Aim:
Set down the items that follow without alteration, from the line with "the woman's face." up to and including the line with "[149,189,215,329]", and nothing else.
>> BEGIN Data lines
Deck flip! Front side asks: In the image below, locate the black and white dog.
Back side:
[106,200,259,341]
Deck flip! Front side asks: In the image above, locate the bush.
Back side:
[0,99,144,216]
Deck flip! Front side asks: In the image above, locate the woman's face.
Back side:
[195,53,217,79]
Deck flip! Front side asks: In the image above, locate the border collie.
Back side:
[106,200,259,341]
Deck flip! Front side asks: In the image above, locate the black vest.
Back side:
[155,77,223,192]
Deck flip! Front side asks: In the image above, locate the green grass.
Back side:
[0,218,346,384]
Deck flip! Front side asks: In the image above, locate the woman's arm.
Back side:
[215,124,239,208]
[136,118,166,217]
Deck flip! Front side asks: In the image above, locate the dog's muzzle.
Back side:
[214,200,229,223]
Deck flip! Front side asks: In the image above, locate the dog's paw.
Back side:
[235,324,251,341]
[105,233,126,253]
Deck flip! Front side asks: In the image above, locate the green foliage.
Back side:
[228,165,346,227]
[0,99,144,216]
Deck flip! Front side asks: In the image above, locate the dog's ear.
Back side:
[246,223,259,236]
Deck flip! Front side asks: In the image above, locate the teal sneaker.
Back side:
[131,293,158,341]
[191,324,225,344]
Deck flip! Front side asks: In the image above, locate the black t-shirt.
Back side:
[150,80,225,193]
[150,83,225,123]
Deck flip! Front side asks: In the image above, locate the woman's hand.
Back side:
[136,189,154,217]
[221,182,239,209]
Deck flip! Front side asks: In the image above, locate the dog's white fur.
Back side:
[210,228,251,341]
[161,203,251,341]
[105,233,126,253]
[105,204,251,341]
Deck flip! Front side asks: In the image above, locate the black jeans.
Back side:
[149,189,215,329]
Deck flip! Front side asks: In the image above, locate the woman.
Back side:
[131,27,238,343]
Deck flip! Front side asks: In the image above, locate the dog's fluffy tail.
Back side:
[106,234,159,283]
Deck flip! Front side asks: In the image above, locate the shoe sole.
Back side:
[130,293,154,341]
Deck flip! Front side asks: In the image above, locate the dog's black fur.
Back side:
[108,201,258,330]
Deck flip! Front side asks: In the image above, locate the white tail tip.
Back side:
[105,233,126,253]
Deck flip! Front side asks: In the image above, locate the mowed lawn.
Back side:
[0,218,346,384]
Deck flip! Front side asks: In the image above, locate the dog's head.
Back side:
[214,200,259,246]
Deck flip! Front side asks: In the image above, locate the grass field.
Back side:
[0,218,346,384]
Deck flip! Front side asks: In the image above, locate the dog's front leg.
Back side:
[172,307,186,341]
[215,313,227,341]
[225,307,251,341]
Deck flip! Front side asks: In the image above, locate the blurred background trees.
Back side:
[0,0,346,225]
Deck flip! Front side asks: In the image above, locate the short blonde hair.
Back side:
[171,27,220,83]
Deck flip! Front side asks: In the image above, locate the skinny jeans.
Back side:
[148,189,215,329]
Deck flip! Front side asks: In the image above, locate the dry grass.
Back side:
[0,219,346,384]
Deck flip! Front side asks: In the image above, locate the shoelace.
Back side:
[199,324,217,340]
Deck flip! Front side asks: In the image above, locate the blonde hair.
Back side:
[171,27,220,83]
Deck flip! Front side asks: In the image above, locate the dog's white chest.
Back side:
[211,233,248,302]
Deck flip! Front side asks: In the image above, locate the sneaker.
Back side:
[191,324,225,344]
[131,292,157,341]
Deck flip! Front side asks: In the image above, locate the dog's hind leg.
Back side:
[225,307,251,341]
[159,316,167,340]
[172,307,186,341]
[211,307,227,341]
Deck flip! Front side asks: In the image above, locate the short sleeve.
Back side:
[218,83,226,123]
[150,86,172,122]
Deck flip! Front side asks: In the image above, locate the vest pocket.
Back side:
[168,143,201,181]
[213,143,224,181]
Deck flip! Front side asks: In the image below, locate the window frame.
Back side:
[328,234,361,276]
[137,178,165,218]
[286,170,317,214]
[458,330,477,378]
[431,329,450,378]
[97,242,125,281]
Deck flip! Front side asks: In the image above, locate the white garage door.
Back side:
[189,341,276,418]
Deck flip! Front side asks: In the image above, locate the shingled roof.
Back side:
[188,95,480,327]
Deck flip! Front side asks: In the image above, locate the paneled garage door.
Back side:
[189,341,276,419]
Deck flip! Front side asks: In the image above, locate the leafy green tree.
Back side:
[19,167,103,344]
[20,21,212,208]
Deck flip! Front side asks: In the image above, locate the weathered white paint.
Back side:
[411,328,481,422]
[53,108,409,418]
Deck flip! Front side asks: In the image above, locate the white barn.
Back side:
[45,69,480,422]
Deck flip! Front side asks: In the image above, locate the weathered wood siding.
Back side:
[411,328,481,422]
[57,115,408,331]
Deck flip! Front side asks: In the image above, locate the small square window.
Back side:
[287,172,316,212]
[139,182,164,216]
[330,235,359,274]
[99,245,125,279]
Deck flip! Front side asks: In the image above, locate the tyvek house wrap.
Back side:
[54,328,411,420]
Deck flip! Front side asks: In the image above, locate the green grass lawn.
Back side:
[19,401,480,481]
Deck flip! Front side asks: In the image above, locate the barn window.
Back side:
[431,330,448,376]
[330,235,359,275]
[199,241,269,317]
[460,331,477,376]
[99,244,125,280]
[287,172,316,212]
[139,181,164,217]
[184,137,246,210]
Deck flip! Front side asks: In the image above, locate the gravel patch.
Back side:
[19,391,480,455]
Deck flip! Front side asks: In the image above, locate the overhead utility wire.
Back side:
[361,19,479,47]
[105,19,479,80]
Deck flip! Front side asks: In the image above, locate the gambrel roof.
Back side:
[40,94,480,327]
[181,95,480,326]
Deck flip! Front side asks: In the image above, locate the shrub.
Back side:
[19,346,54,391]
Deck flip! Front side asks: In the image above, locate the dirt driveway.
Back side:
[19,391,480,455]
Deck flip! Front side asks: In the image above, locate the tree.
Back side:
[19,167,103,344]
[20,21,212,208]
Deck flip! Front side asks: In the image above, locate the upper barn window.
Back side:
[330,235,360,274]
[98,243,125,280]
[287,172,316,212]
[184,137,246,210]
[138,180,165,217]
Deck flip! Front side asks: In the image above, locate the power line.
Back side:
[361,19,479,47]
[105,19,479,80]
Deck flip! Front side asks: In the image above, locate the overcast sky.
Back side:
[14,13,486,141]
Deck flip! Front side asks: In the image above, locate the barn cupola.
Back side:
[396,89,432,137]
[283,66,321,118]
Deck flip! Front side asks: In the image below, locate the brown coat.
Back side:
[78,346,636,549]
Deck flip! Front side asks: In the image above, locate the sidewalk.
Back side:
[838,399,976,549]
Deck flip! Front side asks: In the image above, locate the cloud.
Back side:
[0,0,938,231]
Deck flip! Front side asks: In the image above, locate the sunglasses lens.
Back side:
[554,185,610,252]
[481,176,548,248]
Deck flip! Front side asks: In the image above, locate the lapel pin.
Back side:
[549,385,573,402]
>> END Data lines
Response below:
Deck flip! Front side asks: In the image above, locate the woman's face.
Back side:
[195,53,217,79]
Deck flip! Front side asks: In the image above, locate the border collie.
Back side:
[106,200,259,341]
Deck flip! Front side asks: In the image above, locate the black vest.
Back side:
[155,77,223,192]
Deck flip! Front side asks: In the image above, locate the green grass.
Back side:
[0,218,346,384]
Deck flip! Front side asks: In the image above, locate the woman's arm.
Back side:
[215,124,239,208]
[136,118,166,217]
Deck flip! Front side asks: In the image above, locate the dog's muzzle.
Back side:
[214,200,229,223]
Deck flip! Front side asks: In the image above, locate the dog's paw.
Back side:
[235,324,251,341]
[105,233,126,253]
Deck flip! Front side asks: In the image above, locate the green foliage.
Back side:
[228,165,346,227]
[0,99,144,216]
Deck flip! Front side asks: In the image above, locate the dog's ear.
Back side:
[246,223,259,236]
Deck flip! Front side asks: In the image above, locate the teal sneaker.
Back side:
[131,293,158,341]
[191,324,225,344]
Deck flip! Front side asks: In the image above, locate the black t-shirt.
Back side:
[150,80,225,193]
[150,83,225,123]
Deck flip! Front side asks: In the image above, locate the woman's hand.
Back side:
[136,189,154,217]
[221,182,239,209]
Deck flip! Front side asks: In the image above, locate the dog's white fur.
Back side:
[210,228,251,341]
[161,203,251,341]
[105,233,126,253]
[105,204,251,341]
Deck flip! Front side asks: In the image above, locate the black jeans.
Back side:
[149,189,215,329]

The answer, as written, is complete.